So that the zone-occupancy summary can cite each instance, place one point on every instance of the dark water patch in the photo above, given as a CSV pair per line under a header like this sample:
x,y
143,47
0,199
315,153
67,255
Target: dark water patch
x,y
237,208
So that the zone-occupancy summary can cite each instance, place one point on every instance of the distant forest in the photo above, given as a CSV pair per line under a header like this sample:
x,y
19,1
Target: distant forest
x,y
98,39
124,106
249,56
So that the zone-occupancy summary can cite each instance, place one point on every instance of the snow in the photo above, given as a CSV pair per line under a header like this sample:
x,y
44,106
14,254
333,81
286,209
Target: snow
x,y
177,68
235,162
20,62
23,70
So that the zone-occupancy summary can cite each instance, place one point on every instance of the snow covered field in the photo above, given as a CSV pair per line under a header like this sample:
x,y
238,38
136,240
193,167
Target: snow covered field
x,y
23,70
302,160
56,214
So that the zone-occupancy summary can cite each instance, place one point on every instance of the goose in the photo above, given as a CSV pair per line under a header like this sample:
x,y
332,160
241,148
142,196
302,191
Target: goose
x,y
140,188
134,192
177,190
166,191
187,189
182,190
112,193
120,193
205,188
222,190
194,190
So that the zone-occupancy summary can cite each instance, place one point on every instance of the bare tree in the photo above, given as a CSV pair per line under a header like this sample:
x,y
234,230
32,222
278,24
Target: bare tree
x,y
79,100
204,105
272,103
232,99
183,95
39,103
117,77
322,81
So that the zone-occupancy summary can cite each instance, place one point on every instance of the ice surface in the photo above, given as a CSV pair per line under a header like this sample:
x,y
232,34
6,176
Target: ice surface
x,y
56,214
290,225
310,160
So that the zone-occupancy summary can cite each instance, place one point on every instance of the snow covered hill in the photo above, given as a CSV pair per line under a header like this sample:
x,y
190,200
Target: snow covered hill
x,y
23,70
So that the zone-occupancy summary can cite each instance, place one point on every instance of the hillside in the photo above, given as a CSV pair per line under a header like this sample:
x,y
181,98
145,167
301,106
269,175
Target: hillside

#### [Directions]
Set down each entry again, unchanged.

#### [Output of the exercise]
So that the zone-occupancy summary can cite each instance, place one point on every instance of the dark water patch in the photo above, given as a CSV pair per line under a header like this sample:
x,y
143,47
0,199
315,153
67,255
Target: dark water patch
x,y
237,208
So that the zone-occupancy summary can cite each instance, place one point on every instance of the distant forest in the photo above, given as a CSV pair per line under a header like this sample:
x,y
19,1
Target: distant forest
x,y
98,39
124,106
249,56
So that the zone-occupancy summary can cite each instance, place one point on every instance of the snow in the photo above, given as a CSV pair per line under a header like this sample:
x,y
44,106
14,254
333,81
286,209
Target: snow
x,y
177,68
235,162
20,62
23,70
So that the zone-occupancy summary can cite each instance, place one point on every instance of the snow covered field in the photo above, given as a CSV pair per line under a header like this sample:
x,y
238,38
136,240
193,167
Target: snow covered field
x,y
23,70
302,160
56,214
So that the zone-occupancy summary can cite each instance, place one point on every instance of the goose in the photo above, given as a CSV pair per line under a header like this sample:
x,y
332,160
241,148
142,196
302,191
Target: goose
x,y
140,188
134,192
177,190
166,191
187,189
182,190
112,193
120,193
205,188
222,190
194,190
So that the zone-occupancy summary can cite each instance, place one point on every instance of the bare tree in the photo above, given as a CSV pair per line under a header like this sample:
x,y
234,230
32,222
278,24
Target: bare tree
x,y
79,100
204,105
272,103
232,99
183,95
39,103
117,77
322,81
So that the zone-occupancy summary can cite each instance, place one point on every instance of the ice surface in the photo above, given as a CSV pair per line under a header like this sample:
x,y
232,34
6,176
Target: ice surface
x,y
56,214
290,225
310,160
So that the zone-occupancy summary can cite each instance, place one point on every instance of the snow covered hill in the photo above, given as a CSV pair per line under a header like this sample:
x,y
190,200
Target: snow covered hill
x,y
23,70
So that the zone-occupancy summary can cite each instance, place one point on every instance of the hillside in the photo above, given as a CSV pair per line under a header like this sample:
x,y
181,98
145,167
301,106
269,175
Target: hillside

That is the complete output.